__Stored items from a collection__
....................
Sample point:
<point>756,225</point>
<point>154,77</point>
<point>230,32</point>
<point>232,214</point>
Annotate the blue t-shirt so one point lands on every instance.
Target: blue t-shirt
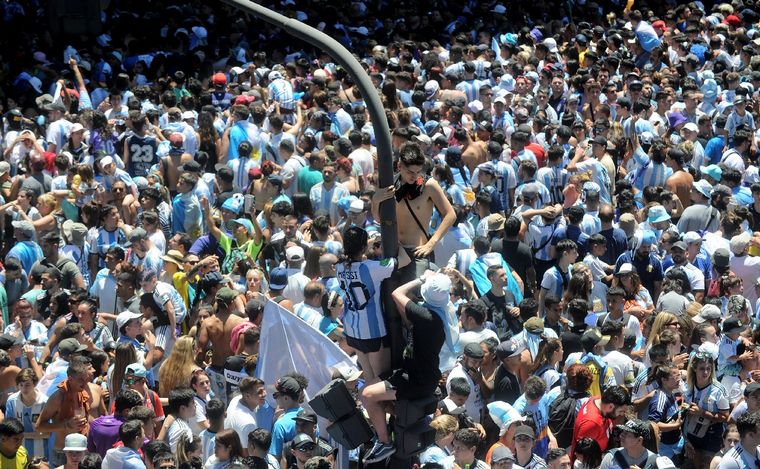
<point>283,431</point>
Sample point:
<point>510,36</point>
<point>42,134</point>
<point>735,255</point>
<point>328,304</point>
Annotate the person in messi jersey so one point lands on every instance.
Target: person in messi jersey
<point>363,316</point>
<point>744,454</point>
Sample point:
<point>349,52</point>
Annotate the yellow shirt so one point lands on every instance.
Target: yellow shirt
<point>17,462</point>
....................
Rewrite all of the material above, requests included, and shift each coordinate in the answers up by 10 while leaving every other number unchanged. Leave out the pictures.

__RESULT OF THIS TASK__
Sample point:
<point>756,225</point>
<point>154,77</point>
<point>230,32</point>
<point>232,214</point>
Annotate the blue t-shirt so one point lands on every instance.
Target: blue t-shirt
<point>293,441</point>
Sample point:
<point>510,36</point>
<point>42,134</point>
<point>735,255</point>
<point>328,304</point>
Annotate the person in messi jersey so one point lands on every instance.
Target: person in messi jersey
<point>373,326</point>
<point>754,464</point>
Sample point:
<point>349,52</point>
Annotate the yellow shirt so one point lands on every instance.
Target: yellow shirt
<point>27,472</point>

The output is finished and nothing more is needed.